• PAGE:
By Kenny Webster on Aug 11, 11 12:04 PM in Science

I received my first complaint about the Birmingham Cafes Scientifique this month! One of the people who received my Email reminder felt quite strongly that I had made a grave error in judgement by inviting the Soil Association to come and talk to our informal gathering. Not only had I invited the Soil Association, but I had also invited their Director of Communications and she was therefore a 'poor choice of non-scientist'. The gentleman concerned made it quite clear in his Email that he would not be attending the propaganda based evening that I had clearly planned.

Complaints can be a wonderful thing; they suggest passion! The British tradition of having a stiff upper lip and not complaining - or worse, forming an orderly queue and then apologising for whatever it is that has annoyed us - is still far too prevalent in our society. Whilst I didn't necessarily agree with all of the points of the complaint, or the tone with which I felt they were communicated (dangerous territory I know, inferring tone in Emails), at least this person cared enough to let me know that they were not happy and perhaps expected more from me. The Cafes are all about open discussion, dialogue and maybe even the occasional bit of debate. They only work because they are a safe space within which to share your opinions, attitudes and dare I say it - feelings, whilst also listening to those of others. This sort of format does not work if people don't care about something.

• INFORMATION GIVEN:
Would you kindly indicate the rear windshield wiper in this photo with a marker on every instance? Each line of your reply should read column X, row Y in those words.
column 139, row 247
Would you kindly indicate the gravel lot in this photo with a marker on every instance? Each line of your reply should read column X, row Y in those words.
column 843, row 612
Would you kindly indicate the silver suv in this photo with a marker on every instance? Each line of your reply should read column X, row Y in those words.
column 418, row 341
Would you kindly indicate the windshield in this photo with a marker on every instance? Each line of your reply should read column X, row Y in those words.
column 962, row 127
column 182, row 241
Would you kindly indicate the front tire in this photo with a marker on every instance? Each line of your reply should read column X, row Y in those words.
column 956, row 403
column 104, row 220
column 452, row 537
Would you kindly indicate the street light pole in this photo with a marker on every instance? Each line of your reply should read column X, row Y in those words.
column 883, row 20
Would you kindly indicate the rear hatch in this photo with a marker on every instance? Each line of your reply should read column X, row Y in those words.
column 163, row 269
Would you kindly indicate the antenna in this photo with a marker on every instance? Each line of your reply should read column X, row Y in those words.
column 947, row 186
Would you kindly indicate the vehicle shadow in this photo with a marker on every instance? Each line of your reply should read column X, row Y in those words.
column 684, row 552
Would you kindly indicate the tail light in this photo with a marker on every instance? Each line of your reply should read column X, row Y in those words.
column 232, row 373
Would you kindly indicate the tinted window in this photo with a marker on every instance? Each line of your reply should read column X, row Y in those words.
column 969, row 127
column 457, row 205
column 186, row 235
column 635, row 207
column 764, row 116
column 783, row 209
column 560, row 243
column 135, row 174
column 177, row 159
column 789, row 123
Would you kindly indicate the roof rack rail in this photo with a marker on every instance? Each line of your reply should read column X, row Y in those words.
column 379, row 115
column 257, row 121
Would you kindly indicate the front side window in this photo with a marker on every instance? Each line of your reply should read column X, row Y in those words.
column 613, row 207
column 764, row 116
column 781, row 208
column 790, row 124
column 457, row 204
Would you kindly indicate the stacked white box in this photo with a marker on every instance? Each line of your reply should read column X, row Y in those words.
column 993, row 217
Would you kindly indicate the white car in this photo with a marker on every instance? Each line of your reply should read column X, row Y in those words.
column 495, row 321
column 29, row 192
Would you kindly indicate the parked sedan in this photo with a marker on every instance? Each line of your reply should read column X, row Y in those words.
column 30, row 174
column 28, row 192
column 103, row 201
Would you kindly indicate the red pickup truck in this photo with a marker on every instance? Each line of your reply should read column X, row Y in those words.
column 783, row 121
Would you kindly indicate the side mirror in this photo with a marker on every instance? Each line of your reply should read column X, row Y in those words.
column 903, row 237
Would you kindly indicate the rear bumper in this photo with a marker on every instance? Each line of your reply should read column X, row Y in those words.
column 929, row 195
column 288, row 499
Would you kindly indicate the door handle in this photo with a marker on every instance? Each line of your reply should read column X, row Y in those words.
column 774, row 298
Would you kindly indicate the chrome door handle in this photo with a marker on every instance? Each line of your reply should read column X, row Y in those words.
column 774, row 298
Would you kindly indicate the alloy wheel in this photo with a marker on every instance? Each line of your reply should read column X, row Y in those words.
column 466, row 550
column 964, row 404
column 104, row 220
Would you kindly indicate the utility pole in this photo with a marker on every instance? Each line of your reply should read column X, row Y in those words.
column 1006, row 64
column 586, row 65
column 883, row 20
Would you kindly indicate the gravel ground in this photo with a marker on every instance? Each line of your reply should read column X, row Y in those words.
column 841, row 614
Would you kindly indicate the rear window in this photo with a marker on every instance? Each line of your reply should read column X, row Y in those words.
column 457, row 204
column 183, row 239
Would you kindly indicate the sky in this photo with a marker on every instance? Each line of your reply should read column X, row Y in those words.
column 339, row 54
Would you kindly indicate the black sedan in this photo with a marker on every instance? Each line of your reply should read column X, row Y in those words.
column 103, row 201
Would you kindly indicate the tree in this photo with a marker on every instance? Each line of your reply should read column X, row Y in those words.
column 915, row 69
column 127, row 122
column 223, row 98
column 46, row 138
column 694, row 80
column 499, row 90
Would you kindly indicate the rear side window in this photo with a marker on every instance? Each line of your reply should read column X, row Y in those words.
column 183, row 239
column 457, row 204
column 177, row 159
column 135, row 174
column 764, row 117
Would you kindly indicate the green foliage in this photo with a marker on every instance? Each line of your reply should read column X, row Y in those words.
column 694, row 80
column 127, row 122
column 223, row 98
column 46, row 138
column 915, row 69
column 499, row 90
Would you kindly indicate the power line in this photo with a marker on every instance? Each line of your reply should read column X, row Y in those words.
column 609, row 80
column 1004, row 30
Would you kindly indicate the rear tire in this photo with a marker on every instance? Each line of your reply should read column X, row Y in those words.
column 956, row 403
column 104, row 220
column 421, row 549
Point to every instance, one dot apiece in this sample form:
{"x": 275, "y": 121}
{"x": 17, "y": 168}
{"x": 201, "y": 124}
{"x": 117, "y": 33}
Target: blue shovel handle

• DIRECTIONS:
**A)** Set down, word for word, the part of the complaint post starting with "By Kenny Webster" and going on through "had clearly planned.".
**B)** Resume the blog post about the complaint to the Birmingham Cafes Scientifique from the point at which it ends.

• ANSWERS BY TASK:
**A)**
By Kenny Webster on Aug 11, 11 12:04 PM in Science

I received my first complaint about the Birmingham Cafes Scientifique this month! One of the people who received my Email reminder felt quite strongly that I had made a grave error in judgement by inviting the Soil Association to come and talk to our informal gathering. Not only had I invited the Soil Association, but I had also invited their Director of Communications and she was therefore a 'poor choice of non-scientist'. The gentleman concerned made it quite clear in his Email that he would not be attending the propaganda based evening that I had clearly planned.

**B)**
For those people who are reading this but have not attended a Cafe Scientifique, I don't want to mislead you. You could be forgiven for thinking that we all sit around crying about science as we share bad experiences we have had with test tubes from when we were children; it's not like that at all. If people genuinely care about how the public purse is being spent on scientific research, or if they want to know why CERN is such a massive resource, then it is great that we can provide a forum for people to be able to share these opinions. I don't promise that we will be able to change anything (although some of the events have previously been linked with public consultations) but at the very least, the scientists are listening. Even if they, as individuals, go back to work the next day knowing that at least some members of the public care about what they do then that is a good start and if we, as the Birmingham Café Scientifique, take every scientist in Birmingham, one per month, and get them to go through that process, then we will make a difference to the context within which science in Birmingham takes place. That is our dream anyway!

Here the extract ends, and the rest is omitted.